● **Text for analysis**
▼
PSBench: 1.4 Million Verified Protein Models to Fix AI Drug Discovery's Trust Problem

AlphaFold changed everything about protein structure prediction. But knowing a structure and knowing whether to trust a prediction are different problems. Researchers at the University of Missouri have released PSBench, a database of 1.4 million protein structure models with verified quality assessments, so scientists can finally train AI to know when its own predictions are reliable.

The Trust Gap

AI systems like AlphaFold can predict protein structures with remarkable accuracy, but they don’t perform equally well across all protein types. Some predictions are nearly perfect. Others contain subtle errors that could send drug development efforts in the wrong direction.

The problem: there was no large-scale dataset to train AI systems to assess their own confidence. Researchers had to either trust predictions blindly or spend enormous time manually verifying structures.

PSBench fills that gap by providing 1.4 million protein models, each independently verified by experts.

What’s in the Database

PSBench draws from CASP (Critical Assessment of protein Structure Prediction), the international gold-standard competition that has evaluated computational protein prediction methods since 1994. The database includes models from CASP15 and CASP16 competitions, covering a wide range of protein types and complexity levels.

Each model comes with quality annotations - not just the predicted structure, but how accurate that prediction actually is. This lets AI systems learn the difference between high-confidence and questionable predictions.

The team also developed GATE, a graph transformer-based method trained on CASP15 data. When blindly tested in CASP16 (2024), GATE ranked among the top-performing quality assessment methods, demonstrating the database’s utility.

Why This Matters for Drug Discovery

Proteins perform essential biological functions, and their precise 3D shape determines what they do. Even minor folding errors can cause severe diseases - misfolded proteins drive Alzheimer’s, Parkinson’s, and many cancers.
▲
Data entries
▼
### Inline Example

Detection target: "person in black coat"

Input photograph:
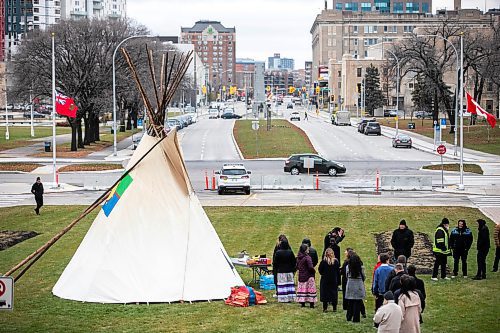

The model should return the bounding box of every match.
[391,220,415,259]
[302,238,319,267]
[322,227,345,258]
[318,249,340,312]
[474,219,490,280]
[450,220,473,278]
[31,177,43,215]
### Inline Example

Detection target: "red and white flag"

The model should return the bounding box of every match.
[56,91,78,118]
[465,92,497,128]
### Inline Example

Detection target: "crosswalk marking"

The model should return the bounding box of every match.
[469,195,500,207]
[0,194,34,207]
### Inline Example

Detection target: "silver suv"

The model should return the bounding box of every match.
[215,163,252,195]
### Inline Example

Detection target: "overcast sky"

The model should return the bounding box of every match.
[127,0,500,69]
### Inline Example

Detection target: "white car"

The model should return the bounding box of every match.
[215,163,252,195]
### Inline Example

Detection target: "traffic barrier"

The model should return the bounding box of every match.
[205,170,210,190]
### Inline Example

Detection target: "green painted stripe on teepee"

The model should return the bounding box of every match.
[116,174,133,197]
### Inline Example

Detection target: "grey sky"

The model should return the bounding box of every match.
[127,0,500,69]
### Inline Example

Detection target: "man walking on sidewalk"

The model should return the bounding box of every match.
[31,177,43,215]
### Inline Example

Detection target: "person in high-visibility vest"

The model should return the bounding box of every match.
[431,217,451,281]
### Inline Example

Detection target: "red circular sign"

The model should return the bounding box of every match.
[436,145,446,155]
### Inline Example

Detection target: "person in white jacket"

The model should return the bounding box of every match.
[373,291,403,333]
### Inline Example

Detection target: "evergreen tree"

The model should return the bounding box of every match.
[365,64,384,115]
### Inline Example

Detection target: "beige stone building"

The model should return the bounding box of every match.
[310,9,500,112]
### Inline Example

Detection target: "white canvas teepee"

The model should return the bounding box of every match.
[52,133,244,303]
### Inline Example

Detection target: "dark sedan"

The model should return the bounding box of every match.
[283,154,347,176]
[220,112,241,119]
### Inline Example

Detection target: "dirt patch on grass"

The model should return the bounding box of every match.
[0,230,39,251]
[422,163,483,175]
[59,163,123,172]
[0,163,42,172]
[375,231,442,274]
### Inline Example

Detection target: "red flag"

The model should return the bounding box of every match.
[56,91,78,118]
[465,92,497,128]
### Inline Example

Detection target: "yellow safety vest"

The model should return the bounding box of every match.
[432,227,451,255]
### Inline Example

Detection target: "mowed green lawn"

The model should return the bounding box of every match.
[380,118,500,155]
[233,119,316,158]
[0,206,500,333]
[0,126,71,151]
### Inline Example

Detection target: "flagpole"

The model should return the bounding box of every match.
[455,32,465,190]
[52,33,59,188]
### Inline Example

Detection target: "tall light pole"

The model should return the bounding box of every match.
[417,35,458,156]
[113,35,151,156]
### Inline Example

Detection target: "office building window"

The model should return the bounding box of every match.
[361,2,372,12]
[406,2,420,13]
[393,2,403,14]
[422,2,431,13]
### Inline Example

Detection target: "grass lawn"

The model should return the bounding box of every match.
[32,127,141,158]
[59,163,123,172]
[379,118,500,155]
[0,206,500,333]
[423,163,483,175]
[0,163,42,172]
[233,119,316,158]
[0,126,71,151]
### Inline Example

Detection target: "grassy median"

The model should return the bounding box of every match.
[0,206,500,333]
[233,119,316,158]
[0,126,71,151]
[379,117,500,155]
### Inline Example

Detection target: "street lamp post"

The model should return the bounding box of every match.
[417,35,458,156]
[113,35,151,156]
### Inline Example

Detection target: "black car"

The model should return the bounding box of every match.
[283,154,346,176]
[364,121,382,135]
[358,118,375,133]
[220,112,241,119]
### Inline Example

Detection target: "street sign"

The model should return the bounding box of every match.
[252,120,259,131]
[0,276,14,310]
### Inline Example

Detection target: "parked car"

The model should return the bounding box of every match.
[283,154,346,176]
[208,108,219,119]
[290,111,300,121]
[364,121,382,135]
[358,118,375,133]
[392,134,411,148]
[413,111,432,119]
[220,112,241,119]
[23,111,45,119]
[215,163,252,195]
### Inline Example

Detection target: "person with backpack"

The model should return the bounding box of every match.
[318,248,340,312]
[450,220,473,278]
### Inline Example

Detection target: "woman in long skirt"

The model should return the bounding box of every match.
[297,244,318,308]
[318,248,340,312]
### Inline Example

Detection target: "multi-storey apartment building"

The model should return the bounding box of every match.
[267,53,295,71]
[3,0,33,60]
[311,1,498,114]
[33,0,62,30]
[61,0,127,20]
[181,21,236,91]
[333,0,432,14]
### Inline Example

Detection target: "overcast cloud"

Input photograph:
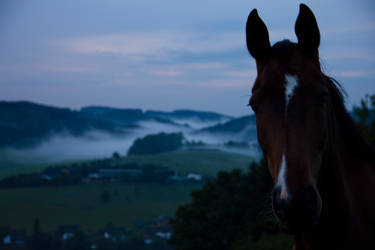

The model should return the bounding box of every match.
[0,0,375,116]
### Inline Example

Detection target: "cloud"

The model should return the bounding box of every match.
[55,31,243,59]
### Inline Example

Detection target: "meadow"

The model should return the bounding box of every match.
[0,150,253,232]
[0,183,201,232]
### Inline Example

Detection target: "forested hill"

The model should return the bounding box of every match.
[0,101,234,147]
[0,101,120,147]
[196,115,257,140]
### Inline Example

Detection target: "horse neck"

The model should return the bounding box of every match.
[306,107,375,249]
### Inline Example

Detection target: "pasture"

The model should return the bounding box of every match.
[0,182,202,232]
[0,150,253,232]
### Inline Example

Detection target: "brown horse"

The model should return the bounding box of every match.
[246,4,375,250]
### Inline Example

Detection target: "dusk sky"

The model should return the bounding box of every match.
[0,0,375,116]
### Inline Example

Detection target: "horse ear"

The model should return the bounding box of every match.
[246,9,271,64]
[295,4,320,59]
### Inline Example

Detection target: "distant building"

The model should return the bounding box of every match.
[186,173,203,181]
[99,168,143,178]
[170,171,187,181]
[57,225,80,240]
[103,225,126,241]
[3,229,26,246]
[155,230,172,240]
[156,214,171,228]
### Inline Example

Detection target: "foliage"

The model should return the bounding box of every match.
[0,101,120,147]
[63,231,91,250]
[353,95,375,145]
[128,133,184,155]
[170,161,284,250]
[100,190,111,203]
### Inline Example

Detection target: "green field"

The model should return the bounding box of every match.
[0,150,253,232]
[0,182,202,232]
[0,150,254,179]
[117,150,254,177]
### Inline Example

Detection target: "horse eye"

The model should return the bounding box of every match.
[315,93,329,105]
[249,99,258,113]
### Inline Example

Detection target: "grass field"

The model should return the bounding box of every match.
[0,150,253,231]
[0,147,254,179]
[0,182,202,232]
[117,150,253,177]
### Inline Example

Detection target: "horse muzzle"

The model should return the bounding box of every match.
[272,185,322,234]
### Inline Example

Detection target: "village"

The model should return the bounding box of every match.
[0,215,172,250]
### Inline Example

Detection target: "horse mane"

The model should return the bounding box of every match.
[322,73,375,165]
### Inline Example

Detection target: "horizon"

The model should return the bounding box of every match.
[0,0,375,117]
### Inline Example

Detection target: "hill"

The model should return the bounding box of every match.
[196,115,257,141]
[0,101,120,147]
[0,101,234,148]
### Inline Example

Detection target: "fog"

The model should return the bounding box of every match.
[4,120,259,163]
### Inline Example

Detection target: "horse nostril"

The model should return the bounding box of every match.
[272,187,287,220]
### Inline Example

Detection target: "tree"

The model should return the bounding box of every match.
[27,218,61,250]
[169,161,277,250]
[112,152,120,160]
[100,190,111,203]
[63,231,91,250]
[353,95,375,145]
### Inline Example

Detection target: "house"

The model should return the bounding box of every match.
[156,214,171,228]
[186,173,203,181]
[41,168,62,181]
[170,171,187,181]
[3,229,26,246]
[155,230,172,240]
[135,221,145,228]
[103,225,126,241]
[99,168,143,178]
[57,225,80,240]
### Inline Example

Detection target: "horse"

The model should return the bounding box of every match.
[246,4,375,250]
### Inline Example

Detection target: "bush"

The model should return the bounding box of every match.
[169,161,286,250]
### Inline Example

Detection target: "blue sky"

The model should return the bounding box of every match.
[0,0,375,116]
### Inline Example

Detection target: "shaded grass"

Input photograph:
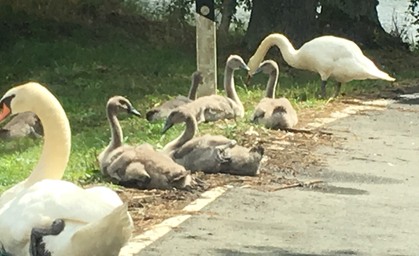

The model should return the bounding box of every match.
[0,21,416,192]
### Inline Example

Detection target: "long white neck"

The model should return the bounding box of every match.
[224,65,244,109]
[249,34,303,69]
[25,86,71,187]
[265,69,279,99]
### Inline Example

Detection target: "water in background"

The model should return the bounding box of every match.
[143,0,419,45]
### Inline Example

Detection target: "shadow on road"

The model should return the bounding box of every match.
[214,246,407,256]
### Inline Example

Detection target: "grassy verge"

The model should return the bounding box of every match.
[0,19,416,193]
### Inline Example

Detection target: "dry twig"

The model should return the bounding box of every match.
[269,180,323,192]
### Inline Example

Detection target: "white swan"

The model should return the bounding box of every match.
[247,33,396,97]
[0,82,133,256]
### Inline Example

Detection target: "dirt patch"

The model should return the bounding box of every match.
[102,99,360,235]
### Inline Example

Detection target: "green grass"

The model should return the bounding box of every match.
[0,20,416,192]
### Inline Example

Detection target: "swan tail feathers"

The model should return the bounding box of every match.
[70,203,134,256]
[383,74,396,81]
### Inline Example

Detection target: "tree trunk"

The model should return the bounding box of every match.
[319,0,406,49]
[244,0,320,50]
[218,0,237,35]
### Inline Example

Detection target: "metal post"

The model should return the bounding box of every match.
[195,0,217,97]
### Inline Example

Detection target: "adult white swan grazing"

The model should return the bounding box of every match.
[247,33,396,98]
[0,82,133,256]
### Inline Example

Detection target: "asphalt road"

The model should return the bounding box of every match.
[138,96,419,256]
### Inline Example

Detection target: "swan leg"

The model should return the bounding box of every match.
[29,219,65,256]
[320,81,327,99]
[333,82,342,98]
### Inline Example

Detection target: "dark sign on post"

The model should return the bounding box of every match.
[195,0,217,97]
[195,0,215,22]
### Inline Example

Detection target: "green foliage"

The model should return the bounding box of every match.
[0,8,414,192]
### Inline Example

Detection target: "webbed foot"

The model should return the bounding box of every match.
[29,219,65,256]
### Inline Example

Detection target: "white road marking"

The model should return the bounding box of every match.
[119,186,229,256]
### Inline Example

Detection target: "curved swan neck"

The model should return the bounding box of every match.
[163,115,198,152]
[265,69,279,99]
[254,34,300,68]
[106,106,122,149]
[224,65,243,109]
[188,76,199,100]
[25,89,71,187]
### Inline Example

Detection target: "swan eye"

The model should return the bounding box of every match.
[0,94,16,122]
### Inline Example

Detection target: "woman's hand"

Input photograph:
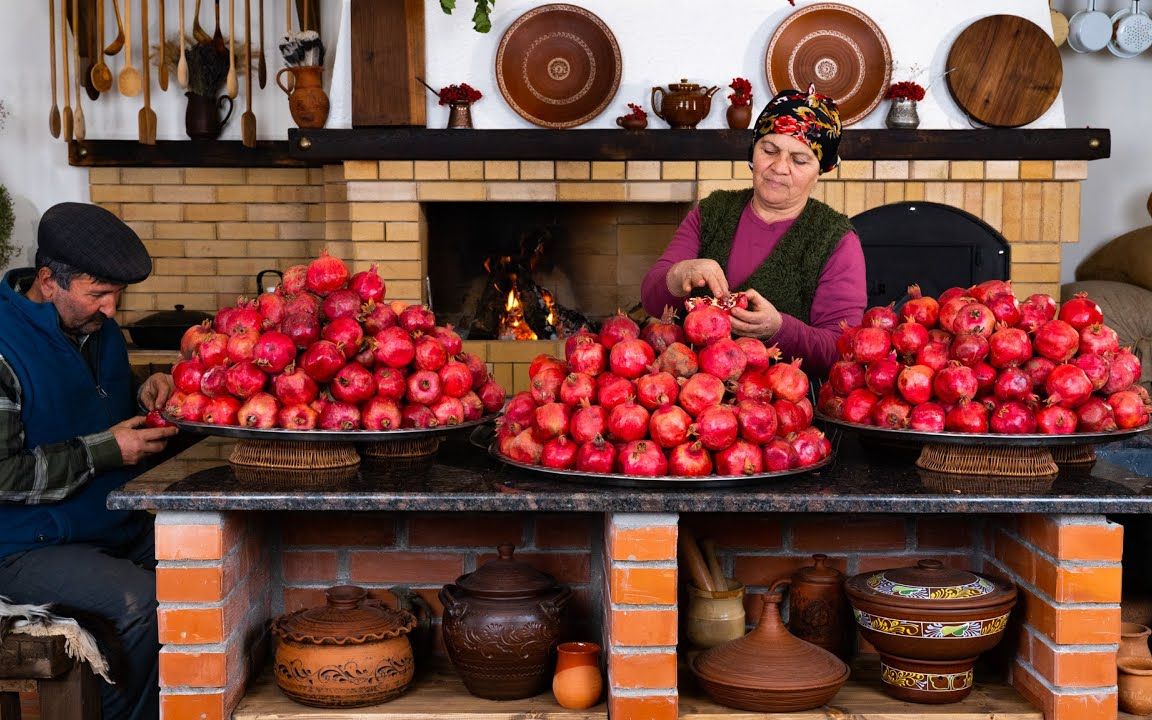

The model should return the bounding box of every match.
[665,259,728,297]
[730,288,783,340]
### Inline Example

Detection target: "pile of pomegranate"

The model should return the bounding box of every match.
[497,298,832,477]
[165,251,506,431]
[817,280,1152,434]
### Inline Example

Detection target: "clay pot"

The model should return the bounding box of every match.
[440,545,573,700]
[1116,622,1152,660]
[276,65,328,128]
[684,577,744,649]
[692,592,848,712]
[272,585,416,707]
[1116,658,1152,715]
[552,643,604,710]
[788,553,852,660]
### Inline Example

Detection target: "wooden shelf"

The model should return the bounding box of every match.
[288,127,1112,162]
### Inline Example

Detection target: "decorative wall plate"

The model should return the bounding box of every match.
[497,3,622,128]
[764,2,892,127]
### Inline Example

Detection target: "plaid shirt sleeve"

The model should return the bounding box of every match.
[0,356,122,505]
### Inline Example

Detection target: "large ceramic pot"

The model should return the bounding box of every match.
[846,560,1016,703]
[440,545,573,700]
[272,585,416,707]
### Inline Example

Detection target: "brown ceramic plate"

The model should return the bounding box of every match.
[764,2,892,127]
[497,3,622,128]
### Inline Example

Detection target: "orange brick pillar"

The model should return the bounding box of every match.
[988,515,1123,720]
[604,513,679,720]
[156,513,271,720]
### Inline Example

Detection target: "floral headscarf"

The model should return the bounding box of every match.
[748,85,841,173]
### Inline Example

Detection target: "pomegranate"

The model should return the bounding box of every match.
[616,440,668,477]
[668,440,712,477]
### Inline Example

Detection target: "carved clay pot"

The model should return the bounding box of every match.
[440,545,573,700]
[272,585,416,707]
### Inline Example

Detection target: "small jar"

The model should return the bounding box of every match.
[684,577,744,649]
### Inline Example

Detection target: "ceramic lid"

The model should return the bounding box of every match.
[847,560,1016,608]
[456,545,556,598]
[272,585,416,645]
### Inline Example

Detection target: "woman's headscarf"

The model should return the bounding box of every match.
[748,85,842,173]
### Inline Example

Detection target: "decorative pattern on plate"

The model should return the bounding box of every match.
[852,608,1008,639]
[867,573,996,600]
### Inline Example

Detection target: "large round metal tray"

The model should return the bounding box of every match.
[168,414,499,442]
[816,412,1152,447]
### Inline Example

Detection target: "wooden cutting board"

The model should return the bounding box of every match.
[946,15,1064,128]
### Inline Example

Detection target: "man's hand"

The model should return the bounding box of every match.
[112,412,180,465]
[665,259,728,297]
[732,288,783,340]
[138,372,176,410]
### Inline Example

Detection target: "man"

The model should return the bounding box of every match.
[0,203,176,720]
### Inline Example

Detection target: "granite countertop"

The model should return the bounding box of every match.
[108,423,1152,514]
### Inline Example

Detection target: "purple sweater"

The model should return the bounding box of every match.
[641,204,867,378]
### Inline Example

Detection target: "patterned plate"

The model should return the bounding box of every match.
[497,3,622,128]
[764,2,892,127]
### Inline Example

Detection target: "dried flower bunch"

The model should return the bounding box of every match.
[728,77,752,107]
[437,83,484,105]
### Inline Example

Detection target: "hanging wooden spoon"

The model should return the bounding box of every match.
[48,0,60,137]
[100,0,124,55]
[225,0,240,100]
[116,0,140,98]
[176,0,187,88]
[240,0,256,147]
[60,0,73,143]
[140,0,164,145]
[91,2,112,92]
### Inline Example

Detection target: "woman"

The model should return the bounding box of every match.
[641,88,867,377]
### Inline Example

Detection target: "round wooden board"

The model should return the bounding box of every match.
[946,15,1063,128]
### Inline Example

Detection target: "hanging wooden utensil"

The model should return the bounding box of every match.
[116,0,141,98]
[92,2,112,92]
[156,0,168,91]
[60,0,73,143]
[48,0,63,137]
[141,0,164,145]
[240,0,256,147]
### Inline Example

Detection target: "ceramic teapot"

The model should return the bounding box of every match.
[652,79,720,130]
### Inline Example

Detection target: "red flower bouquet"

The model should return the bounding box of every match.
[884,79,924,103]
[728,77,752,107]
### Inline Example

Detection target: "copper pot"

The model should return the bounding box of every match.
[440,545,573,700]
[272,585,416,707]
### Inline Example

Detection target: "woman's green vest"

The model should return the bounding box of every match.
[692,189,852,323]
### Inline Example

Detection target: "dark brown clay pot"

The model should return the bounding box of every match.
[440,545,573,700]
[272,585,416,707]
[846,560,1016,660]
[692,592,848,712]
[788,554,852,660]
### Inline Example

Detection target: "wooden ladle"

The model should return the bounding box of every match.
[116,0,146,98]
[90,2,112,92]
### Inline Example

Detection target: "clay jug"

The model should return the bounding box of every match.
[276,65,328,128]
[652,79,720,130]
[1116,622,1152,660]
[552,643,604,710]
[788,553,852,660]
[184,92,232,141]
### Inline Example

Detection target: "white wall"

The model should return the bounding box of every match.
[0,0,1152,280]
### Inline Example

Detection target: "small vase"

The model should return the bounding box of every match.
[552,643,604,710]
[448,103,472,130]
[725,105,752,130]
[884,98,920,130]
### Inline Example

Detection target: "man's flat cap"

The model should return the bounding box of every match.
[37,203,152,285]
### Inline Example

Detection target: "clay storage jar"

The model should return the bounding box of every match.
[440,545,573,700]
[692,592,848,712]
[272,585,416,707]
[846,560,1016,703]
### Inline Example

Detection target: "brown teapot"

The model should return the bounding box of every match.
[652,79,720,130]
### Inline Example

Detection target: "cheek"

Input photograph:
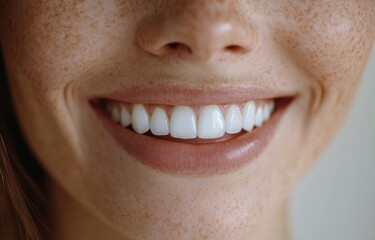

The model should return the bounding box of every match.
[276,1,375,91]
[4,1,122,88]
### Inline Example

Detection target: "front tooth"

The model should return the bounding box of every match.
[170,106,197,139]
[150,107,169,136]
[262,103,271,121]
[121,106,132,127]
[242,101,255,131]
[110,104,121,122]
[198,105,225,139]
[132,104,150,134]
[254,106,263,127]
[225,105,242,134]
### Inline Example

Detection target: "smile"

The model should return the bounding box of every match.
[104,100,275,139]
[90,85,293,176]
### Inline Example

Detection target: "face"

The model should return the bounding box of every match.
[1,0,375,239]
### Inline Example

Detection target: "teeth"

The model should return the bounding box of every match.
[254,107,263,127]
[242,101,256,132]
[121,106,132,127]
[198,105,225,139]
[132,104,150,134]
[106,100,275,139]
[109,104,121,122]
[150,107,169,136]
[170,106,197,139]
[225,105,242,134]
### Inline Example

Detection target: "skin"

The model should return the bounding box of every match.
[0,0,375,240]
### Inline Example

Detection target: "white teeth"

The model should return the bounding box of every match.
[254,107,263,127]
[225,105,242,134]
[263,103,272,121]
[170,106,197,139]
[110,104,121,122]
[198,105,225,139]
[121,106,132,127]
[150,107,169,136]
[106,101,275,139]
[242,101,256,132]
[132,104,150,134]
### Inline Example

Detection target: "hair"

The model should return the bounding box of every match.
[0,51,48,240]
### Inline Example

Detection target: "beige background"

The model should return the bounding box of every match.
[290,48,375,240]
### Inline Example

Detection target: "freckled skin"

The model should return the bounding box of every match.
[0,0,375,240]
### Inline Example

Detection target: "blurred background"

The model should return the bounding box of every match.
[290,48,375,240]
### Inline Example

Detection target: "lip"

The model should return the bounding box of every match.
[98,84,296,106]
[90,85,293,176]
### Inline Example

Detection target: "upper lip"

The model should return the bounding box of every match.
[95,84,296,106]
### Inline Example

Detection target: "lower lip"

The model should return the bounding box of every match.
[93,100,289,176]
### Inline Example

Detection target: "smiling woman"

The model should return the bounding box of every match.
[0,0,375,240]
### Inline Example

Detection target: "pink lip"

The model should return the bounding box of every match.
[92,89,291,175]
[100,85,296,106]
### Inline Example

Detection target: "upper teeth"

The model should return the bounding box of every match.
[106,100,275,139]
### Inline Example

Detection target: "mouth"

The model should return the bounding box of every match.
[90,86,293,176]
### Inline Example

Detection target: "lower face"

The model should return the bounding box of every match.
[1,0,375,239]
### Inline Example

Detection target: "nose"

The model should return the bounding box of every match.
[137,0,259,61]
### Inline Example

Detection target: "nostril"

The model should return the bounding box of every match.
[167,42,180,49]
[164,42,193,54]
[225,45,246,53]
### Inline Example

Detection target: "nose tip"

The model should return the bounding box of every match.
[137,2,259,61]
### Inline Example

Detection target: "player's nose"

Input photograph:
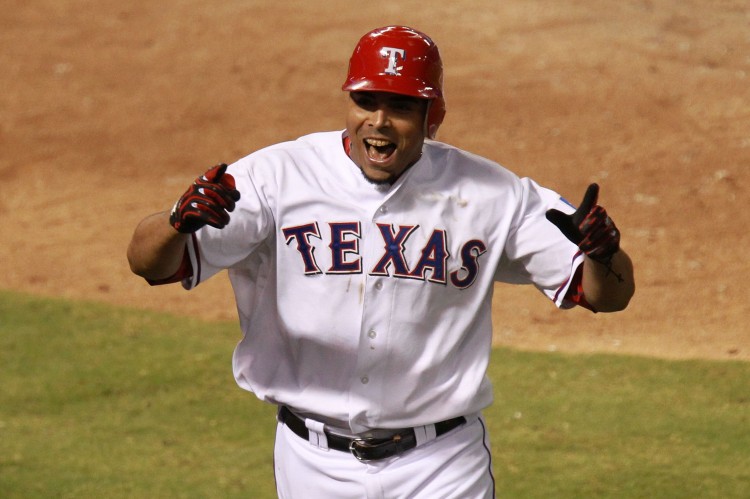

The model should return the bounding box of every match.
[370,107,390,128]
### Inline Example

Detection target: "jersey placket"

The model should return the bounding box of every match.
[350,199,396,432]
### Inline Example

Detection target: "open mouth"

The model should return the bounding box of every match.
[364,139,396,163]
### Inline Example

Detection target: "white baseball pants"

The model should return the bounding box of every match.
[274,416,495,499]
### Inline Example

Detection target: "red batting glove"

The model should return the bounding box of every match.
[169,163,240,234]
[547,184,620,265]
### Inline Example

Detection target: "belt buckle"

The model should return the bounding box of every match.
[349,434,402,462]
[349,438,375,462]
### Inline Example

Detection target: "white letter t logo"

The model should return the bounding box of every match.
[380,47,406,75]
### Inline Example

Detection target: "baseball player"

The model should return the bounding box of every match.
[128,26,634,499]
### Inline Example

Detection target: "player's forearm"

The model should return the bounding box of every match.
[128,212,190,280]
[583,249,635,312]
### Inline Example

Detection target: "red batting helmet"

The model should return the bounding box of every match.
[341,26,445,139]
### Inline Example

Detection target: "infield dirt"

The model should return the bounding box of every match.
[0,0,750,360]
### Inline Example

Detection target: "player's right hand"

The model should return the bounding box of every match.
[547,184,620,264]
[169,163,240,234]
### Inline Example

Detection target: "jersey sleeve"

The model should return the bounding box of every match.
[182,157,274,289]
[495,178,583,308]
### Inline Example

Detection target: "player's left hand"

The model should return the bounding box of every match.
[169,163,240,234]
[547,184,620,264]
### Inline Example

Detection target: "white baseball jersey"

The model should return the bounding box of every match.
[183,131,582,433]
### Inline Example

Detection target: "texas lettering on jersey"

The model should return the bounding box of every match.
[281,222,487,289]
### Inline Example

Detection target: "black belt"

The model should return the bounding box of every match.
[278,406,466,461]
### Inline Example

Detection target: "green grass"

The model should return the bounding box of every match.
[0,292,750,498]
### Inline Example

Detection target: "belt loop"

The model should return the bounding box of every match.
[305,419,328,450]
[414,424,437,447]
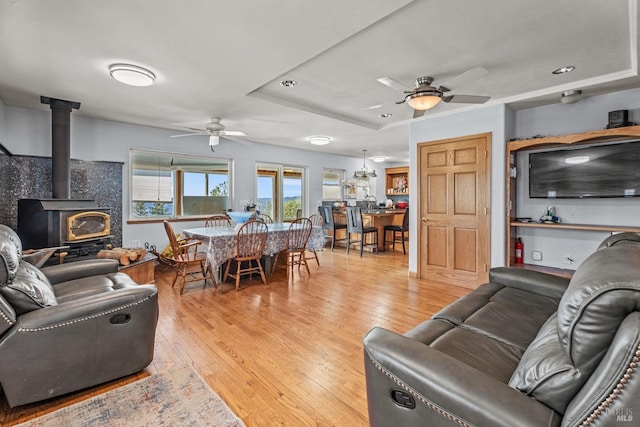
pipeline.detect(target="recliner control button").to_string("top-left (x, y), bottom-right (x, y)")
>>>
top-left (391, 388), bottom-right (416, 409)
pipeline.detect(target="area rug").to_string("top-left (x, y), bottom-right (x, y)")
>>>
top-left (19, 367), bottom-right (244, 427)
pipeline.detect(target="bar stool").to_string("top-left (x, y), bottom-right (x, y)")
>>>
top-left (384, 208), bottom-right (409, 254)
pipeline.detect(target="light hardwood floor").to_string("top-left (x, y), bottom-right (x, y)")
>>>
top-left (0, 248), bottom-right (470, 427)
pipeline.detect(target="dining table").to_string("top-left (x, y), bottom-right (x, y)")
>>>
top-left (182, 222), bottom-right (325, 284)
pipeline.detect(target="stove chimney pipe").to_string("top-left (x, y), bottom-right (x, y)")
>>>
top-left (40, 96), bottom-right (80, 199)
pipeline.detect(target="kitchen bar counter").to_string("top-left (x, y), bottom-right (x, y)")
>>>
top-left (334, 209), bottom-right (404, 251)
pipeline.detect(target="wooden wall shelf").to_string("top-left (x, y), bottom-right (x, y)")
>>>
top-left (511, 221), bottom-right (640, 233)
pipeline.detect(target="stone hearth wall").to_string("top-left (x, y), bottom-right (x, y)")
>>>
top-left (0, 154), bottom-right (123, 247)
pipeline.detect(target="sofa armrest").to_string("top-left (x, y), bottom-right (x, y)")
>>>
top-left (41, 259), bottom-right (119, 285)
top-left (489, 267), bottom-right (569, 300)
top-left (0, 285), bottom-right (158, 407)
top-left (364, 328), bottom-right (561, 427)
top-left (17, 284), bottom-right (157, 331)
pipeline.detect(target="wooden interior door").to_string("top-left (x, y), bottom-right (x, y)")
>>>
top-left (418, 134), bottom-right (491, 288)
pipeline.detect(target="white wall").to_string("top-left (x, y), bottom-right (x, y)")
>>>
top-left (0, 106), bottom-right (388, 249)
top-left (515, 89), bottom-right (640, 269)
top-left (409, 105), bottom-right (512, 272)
▲
● **Brief**
Answer these questions using the PSBench article:
1. How many protein structure models does PSBench contain?
2. Since what year has CASP evaluated computational protein prediction methods?
3. On which competition's data was GATE trained?

● **Result below**
1. 1.4 million
2. 1994
3. CASP15